### Directive A
Rewrite the passage on test procedures from "For the small-scale" to "dry unit weight.", replacing "pullout box" with "test box".

--- Document segment ---

2.3. Test Procedures

The large-scale pullout testing program was conducted in accordance with recommendations of the ASTM D6706 standard [46] and procedures adopted by Teixeira et al. [15]. The soils used were initially homogenized at their optimum moisture content. Then, the appropriate mass of soil for each layer was separated, considering both the target dry unit weight and the desired thickness of each layer. The compaction was carried out by utilizing a manual hammer with a 120 mm square base and 40 N weight. The hammer was dropped from a height of 450 mm to ensure proper compaction. The soil was compacted in six layers, each with a thickness of 80 mm. After the initial three layers were compacted, the geogrid specimen was attached to the clamp and placed at mid-height. As mentioned earlier, the initial three layers consisted of soil A. Once the geogrid was positioned, soil B was compacted in the upper portion of the box, following the same procedures used for the initial layers. An airbag was then fixed over the soil surface at the top plate, and a uniform distribution pressure was administered via a pneumatic system, regulated by a controlled compressor, as shown in Figure 5.

For the small-scale equipment, the soil was mixed with the required water to attain the desired moisture content. Subsequently, it was compacted in the pullout box to the prescribed density in four layers, each with a thickness of 35 mm. The compaction was performed using a manual hammer with a 20 mm square base and 10 N weight, dropped from a height of 100 mm. The compaction procedures resulted in a consistent soil density for both types of equipment. Furthermore, the relative compaction varied from 96% to 102% of the standard proctor maximum dry unit weight.

---

### Directive B
Copy the entries from the line with "Return one point per instance of the overcast" to the line with "x=608 y=318" exactly as they appear.

--- Input ---

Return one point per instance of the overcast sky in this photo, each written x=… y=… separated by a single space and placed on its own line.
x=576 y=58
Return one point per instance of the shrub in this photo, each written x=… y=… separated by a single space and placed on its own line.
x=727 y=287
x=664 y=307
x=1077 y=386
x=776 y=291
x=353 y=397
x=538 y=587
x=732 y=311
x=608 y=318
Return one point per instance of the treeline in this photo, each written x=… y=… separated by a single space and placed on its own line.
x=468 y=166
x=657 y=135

---
--- Input ---

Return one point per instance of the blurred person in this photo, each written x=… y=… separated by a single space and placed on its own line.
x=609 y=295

---

### Written response A
For the small-scale equipment, the soil was mixed with the required water to attain the desired moisture content. Subsequently, it was compacted in the test box to the prescribed density in four layers, each with a thickness of 35 mm. The compaction was performed using a manual hammer with a 20 mm square base and 10 N weight, dropped from a height of 100 mm. The compaction procedures resulted in a consistent soil density for both types of equipment. Furthermore, the relative compaction varied from 96% to 102% of the standard proctor maximum dry unit weight.

### Written response B
Return one point per instance of the overcast sky in this photo, each written x=… y=… separated by a single space and placed on its own line.
x=576 y=58
Return one point per instance of the shrub in this photo, each written x=… y=… separated by a single space and placed on its own line.
x=727 y=287
x=664 y=307
x=1077 y=386
x=776 y=291
x=353 y=397
x=538 y=587
x=732 y=311
x=608 y=318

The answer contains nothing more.